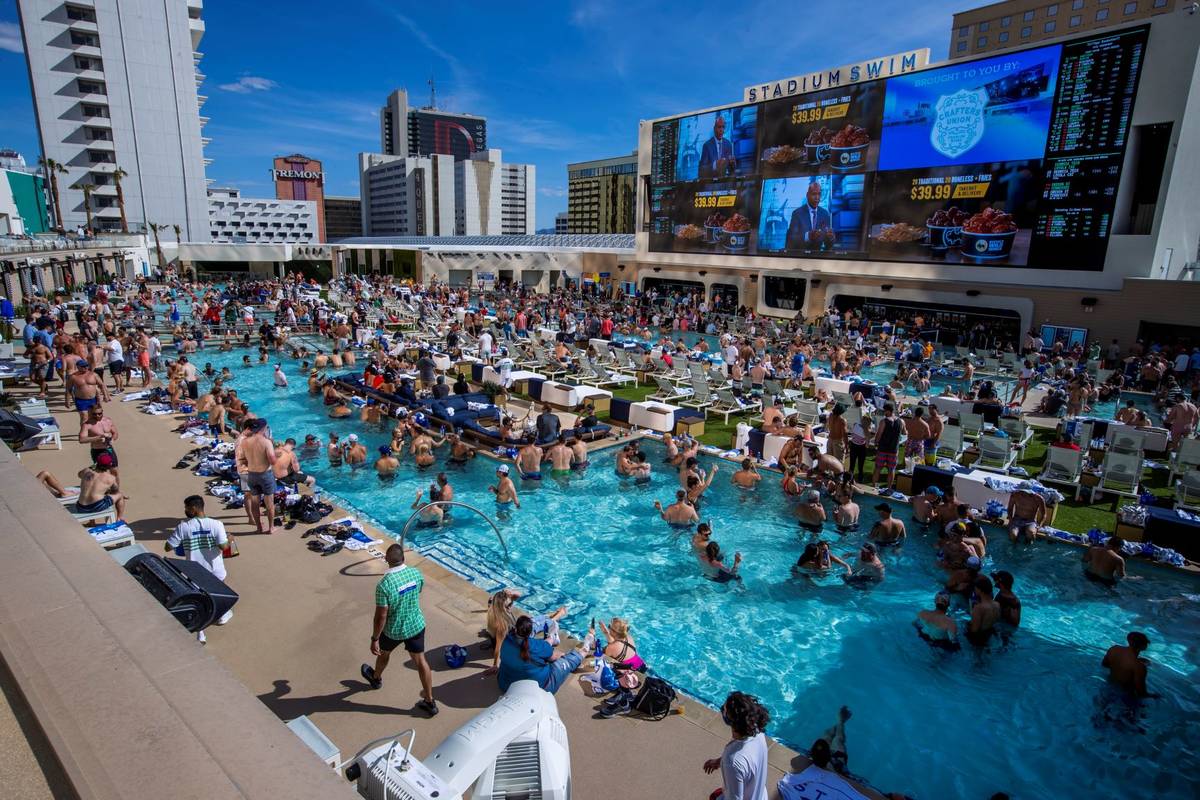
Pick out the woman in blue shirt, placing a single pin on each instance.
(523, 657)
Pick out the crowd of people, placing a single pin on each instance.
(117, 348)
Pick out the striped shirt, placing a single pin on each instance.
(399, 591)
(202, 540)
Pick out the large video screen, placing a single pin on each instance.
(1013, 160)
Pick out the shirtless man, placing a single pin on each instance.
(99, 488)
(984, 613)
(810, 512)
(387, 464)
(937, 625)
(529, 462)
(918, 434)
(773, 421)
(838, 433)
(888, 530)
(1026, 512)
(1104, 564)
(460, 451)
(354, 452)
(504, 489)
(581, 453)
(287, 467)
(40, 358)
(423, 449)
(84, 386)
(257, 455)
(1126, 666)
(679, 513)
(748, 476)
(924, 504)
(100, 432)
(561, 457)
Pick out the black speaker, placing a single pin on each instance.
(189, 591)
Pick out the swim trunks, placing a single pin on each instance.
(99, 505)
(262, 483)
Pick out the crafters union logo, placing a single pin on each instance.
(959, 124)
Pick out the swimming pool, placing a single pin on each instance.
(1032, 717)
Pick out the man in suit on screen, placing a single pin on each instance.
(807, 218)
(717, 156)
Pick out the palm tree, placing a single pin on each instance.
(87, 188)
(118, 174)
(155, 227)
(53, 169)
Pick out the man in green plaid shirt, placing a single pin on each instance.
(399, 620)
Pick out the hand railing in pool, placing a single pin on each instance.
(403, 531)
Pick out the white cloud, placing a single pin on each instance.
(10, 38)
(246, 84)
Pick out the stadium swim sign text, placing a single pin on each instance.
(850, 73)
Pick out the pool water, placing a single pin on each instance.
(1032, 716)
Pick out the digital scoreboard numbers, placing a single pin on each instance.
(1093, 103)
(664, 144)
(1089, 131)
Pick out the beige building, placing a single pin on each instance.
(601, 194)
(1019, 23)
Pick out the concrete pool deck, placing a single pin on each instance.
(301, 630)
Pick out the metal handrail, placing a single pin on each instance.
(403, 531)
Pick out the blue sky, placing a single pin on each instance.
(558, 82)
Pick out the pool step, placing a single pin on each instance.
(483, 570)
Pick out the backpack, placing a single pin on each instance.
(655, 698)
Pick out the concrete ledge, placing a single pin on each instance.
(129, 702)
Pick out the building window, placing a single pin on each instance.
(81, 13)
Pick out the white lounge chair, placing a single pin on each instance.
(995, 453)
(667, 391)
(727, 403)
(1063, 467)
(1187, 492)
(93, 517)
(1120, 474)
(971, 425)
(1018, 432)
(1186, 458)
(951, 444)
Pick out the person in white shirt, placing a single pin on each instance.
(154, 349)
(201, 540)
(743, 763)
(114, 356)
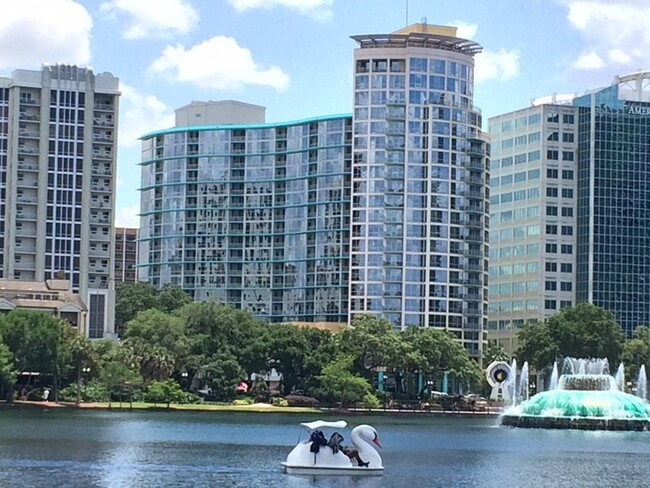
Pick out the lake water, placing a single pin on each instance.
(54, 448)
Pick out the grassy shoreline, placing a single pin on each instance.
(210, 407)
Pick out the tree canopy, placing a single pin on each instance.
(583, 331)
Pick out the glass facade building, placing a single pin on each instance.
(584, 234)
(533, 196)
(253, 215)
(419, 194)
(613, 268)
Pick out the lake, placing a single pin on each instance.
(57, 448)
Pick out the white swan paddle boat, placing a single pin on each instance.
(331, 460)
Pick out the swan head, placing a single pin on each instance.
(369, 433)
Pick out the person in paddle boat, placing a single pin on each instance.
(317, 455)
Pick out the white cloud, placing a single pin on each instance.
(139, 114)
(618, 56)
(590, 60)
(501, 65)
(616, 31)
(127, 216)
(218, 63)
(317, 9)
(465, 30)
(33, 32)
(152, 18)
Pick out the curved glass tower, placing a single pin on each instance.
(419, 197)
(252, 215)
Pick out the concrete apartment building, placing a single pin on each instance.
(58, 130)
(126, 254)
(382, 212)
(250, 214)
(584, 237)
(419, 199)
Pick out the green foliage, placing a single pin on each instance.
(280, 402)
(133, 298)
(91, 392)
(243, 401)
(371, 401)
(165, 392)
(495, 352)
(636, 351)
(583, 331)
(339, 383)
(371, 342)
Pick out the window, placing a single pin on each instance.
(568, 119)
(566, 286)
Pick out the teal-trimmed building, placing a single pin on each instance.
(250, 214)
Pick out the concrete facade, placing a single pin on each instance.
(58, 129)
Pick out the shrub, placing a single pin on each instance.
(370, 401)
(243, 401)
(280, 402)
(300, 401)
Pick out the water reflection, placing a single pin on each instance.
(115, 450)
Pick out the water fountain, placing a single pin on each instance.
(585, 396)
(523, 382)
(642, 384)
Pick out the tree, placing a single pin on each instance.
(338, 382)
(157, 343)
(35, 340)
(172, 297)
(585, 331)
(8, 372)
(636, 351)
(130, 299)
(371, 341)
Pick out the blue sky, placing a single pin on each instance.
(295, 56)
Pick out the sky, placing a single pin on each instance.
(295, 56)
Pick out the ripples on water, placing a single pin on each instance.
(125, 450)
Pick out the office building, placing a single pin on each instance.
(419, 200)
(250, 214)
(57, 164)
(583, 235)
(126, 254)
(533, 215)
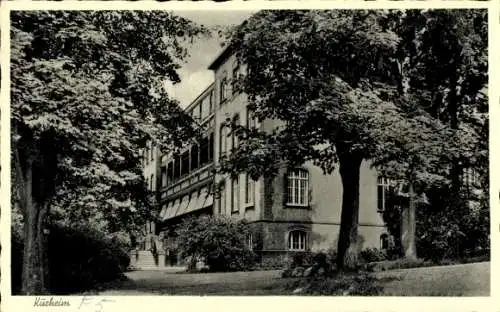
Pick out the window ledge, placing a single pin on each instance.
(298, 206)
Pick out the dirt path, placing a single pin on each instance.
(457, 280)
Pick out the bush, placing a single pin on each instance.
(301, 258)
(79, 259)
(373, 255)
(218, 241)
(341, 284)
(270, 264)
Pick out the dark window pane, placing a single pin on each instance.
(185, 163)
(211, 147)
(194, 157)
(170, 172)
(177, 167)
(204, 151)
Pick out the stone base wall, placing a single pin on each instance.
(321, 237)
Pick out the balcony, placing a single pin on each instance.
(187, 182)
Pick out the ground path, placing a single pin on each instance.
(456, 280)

[Task statement] Please rewrite the entries from the line containing "Pick out the water fountain, placing" through the last entry, replacing "pin" with "marker" everywhere and changing nothing else. Leave the pictures out of your answer.

[Solution to this problem]
Pick out the water fountain, placing a single marker on each instance.
(585, 396)
(523, 382)
(642, 384)
Pick out the tree, placing a single marker on each instance.
(338, 382)
(157, 343)
(35, 340)
(172, 297)
(585, 331)
(8, 372)
(636, 351)
(130, 299)
(371, 341)
Pick out the blue sky, placing a single marker on each instance.
(295, 56)
Pick out the sky, placing a single marker on each instance.
(295, 56)
Pick out the ripples on water, placing a single marker on each instance.
(125, 450)
Pick out the office building, placing a single marker on each instance.
(419, 200)
(250, 214)
(57, 164)
(583, 235)
(126, 254)
(533, 215)
Pick out the window ledge, placing a single marker on each instance.
(298, 206)
Pick out the dirt path, placing a single marker on each instance.
(457, 280)
Pick out the bush, placing a single marker on each instance.
(301, 258)
(79, 259)
(373, 255)
(218, 241)
(341, 284)
(270, 264)
Pick out the dark window pane, placing a single marker on each instance.
(185, 163)
(211, 147)
(194, 157)
(170, 172)
(177, 167)
(204, 151)
Pick out the stone base wall, placing a single marker on each instance.
(321, 237)
Pick out the balcony, placing a single marker on each instance.
(187, 182)
Pick out the ground path, placing a single marker on each instance.
(456, 280)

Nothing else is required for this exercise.